WHAT YOU WILL DO ▸ Please output each entry in the material beneath exactly as shown.
━━━━━━━━━━━━━━━━━━━━━━━━━━━━━━
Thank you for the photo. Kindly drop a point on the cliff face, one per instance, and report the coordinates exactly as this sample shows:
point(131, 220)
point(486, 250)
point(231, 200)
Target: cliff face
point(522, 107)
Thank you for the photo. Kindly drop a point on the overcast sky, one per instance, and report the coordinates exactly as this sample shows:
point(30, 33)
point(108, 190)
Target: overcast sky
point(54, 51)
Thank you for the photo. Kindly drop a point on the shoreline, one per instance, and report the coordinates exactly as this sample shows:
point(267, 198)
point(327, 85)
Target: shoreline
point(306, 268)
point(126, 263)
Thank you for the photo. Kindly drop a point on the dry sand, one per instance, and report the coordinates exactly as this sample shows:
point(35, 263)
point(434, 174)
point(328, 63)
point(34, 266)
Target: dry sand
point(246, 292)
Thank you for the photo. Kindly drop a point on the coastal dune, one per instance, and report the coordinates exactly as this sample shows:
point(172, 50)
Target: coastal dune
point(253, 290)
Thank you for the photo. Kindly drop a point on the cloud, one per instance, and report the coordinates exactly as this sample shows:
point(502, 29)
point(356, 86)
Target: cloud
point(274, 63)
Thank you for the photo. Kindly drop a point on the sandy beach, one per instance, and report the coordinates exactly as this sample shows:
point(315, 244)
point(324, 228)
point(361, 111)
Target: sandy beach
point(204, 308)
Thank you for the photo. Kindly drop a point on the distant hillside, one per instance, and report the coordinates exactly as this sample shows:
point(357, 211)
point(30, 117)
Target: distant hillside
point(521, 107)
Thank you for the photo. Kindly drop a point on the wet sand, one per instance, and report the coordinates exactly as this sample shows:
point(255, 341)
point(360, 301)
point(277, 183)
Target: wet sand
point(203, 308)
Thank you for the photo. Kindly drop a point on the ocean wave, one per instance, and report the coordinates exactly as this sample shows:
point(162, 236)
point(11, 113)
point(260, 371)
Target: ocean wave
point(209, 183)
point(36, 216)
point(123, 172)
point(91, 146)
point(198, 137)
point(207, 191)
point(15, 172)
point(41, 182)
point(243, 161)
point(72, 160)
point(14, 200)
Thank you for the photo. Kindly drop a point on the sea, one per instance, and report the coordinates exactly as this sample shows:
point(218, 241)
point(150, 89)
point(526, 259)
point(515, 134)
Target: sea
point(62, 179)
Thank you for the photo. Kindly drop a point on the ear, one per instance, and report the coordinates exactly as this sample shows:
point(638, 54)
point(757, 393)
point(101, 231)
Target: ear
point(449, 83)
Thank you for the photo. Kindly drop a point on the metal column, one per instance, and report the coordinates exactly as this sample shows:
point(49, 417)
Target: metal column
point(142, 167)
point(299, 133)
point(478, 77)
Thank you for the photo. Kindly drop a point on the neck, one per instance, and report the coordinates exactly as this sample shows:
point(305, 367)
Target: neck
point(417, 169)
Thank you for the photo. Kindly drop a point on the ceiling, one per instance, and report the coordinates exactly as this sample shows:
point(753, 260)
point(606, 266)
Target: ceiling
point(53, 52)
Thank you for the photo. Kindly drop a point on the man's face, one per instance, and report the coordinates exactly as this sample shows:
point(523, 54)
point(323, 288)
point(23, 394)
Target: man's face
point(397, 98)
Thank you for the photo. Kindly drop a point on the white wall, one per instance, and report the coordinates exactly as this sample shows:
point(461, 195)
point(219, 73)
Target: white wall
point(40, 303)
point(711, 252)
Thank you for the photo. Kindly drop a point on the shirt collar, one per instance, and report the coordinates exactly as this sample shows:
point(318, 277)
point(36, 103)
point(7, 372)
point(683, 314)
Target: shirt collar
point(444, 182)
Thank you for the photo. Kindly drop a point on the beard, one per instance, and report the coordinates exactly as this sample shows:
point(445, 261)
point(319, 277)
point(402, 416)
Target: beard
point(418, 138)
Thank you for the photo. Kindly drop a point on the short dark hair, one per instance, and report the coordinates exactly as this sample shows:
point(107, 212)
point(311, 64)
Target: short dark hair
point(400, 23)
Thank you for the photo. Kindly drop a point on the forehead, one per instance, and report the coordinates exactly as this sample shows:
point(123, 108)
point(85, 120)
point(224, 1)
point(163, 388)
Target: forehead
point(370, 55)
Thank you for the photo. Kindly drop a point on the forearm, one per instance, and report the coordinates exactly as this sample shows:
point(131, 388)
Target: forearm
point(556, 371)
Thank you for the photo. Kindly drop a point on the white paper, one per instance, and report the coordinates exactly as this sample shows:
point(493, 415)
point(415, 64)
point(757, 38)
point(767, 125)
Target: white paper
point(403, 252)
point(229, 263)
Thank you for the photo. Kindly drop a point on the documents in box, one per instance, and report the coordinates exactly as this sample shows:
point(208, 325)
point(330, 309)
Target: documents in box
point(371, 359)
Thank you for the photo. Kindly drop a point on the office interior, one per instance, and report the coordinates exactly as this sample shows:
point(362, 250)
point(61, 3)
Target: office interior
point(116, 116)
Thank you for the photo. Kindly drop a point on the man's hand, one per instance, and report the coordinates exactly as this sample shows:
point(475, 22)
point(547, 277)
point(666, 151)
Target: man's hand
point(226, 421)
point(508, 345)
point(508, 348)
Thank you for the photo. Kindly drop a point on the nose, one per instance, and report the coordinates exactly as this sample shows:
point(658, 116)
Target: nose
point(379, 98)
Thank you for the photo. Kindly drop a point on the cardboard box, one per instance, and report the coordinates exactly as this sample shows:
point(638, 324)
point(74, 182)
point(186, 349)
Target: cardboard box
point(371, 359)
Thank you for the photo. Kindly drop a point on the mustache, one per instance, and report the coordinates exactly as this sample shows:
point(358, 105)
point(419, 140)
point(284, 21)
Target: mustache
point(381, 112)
━━━━━━━━━━━━━━━━━━━━━━━━━━━━━━
RESPONSE AREA ▸
Thank you for the photo. Kindly drop a point on the cliff face, one per instance, and report the coordinates exactly as this sample shows:
point(131, 220)
point(486, 250)
point(231, 200)
Target: cliff face
point(522, 107)
Thank you for the photo. Kindly drop a point on the overcast sky, one per instance, and report the coordinates exactly as this sample shows:
point(30, 33)
point(108, 190)
Target: overcast sky
point(54, 51)
Thank you for the photo. Kindly drop a point on the shoreline, one per instance, and report the coordinates exactly as this sample shows:
point(267, 198)
point(327, 85)
Target: shoreline
point(306, 268)
point(126, 263)
Thank you for the photo. Kindly drop a point on the dry sand, one per instance, and report the coordinates exactly as this sample shows:
point(35, 263)
point(434, 174)
point(328, 63)
point(34, 266)
Target: dry sand
point(246, 292)
Thank you for the photo. Kindly drop a point on the coastal dune, one per instance, and report the coordinates exactly as this sample shows:
point(172, 50)
Target: coastal dune
point(253, 290)
Thank you for the photo. Kindly drop a point on the cloud, one per instance, and report the coordinates exactly as this sample shows:
point(502, 29)
point(356, 86)
Target: cloud
point(274, 63)
Thank you for the photo. Kindly drop a point on the sandy beach, one per instance, and report the coordinates exactly as this sample shows:
point(315, 244)
point(324, 228)
point(361, 111)
Target: sandy beach
point(204, 308)
Thank you for the photo. Kindly drop a point on the distant hillside, one per instance, and report the coordinates exactly as this sample shows:
point(357, 211)
point(30, 117)
Target: distant hillside
point(521, 107)
Thank you for the photo. Kindly drop a point on the wet sand, one per instance, and report the coordinates exactly as this sample shows:
point(255, 341)
point(360, 301)
point(277, 183)
Target: wet sand
point(203, 308)
Thank you for the photo. Kindly drop a point on the ocean wave, one per instance, and report the coordinates exactly as this sample shows:
point(162, 236)
point(11, 113)
point(260, 371)
Target: ocean wave
point(209, 183)
point(36, 216)
point(123, 172)
point(91, 146)
point(198, 137)
point(207, 191)
point(15, 172)
point(41, 182)
point(243, 161)
point(72, 160)
point(14, 200)
Thank you for the photo. Kindly drop a point on the sea, one per instance, and report the coordinates exactly as this sample shows:
point(218, 241)
point(150, 89)
point(526, 259)
point(515, 134)
Target: sea
point(62, 179)
Thank you for the photo. Kindly drop a point on the ear, one per instance, and report the coordinates exactly as this sample shows:
point(638, 54)
point(757, 393)
point(101, 231)
Target: ear
point(449, 83)
Thank you for the photo. Kindly drop a point on the metal column, one per instance, and report the coordinates exactly as this sample shows:
point(49, 417)
Target: metal column
point(142, 167)
point(299, 133)
point(478, 77)
Thank you for the photo. Kindly drop a point on the neck, one per instance, and report the coordinates exactly as this sample shows:
point(305, 367)
Target: neck
point(417, 169)
Thank you for the photo. Kindly drop a point on the ceiling, one per instance, and report the coordinates exactly as this sample shows:
point(753, 260)
point(606, 266)
Target: ceiling
point(53, 52)
Thank you for the photo. Kindly drop a point on the man's face, one per instance, and report the coordinates exactly as this sample shows:
point(523, 54)
point(323, 288)
point(23, 394)
Target: man's face
point(397, 98)
Thank you for the photo. Kindly drop a point on the white wall, one per instance, and report the coordinates exactly as this sample shows:
point(461, 195)
point(219, 73)
Target: white wall
point(40, 303)
point(711, 252)
Thank you for the photo. Kindly drop a point on the shirt collar, one per instance, and report the coordinates exactly as this sample shows:
point(318, 277)
point(36, 103)
point(7, 372)
point(683, 314)
Target: shirt collar
point(444, 182)
Thank you for the photo. Kindly drop a point on the beard, one per instance, and report the coordinates exactly as this sample shows:
point(445, 261)
point(319, 277)
point(402, 416)
Target: beard
point(418, 138)
Thank you for the photo. Kindly drop a point on the short dark hair, one per instance, and report the coordinates exactly as this sample shows:
point(107, 212)
point(311, 64)
Target: short dark hair
point(400, 23)
Thank you for the photo. Kindly drop a point on the forehead, one per instance, and report the coordinates exactly as this sample shows:
point(123, 108)
point(85, 120)
point(224, 1)
point(163, 388)
Target: forehead
point(370, 55)
Thank you for the photo. Kindly drop a point on the forearm, one per instance, and report the coordinates exactly as this sample shows:
point(131, 388)
Target: forearm
point(556, 371)
Thank you for the photo. Kindly drop a point on the white paper, one per instance, and report the coordinates exactly as this sample shows:
point(493, 415)
point(415, 64)
point(757, 38)
point(767, 125)
Target: white paper
point(403, 252)
point(229, 263)
Thank you for the photo. Kindly drop a point on the documents in box, one per instance, and report the coordinates exactly as this sample shows:
point(208, 325)
point(330, 309)
Target: documents in box
point(371, 359)
Thank you for the photo. Kindly drop a point on the office interior, one per instance, and report the coordinates exactly as this sample shows:
point(362, 250)
point(61, 3)
Target: office interior
point(116, 116)
Thank you for the photo. Kindly drop a point on the man's hand, one per instance, and report the coordinates exactly as this sample shows:
point(475, 22)
point(547, 277)
point(666, 151)
Target: man's hand
point(226, 421)
point(508, 345)
point(508, 348)
Thank you for the photo. Kindly drop a point on the nose, one per instance, and report the coordinates exactly as this sample shows:
point(658, 116)
Target: nose
point(379, 98)
Thank you for the photo. Kindly drop a point on the cardboard box, one per instance, and report the coordinates exactly as this sample shows:
point(638, 324)
point(74, 182)
point(186, 349)
Target: cardboard box
point(371, 359)
Thank you for the photo. Kindly drop a point on the mustache, one per instance, and report the coordinates exactly as this sample shows:
point(358, 105)
point(419, 140)
point(284, 21)
Target: mustache
point(381, 112)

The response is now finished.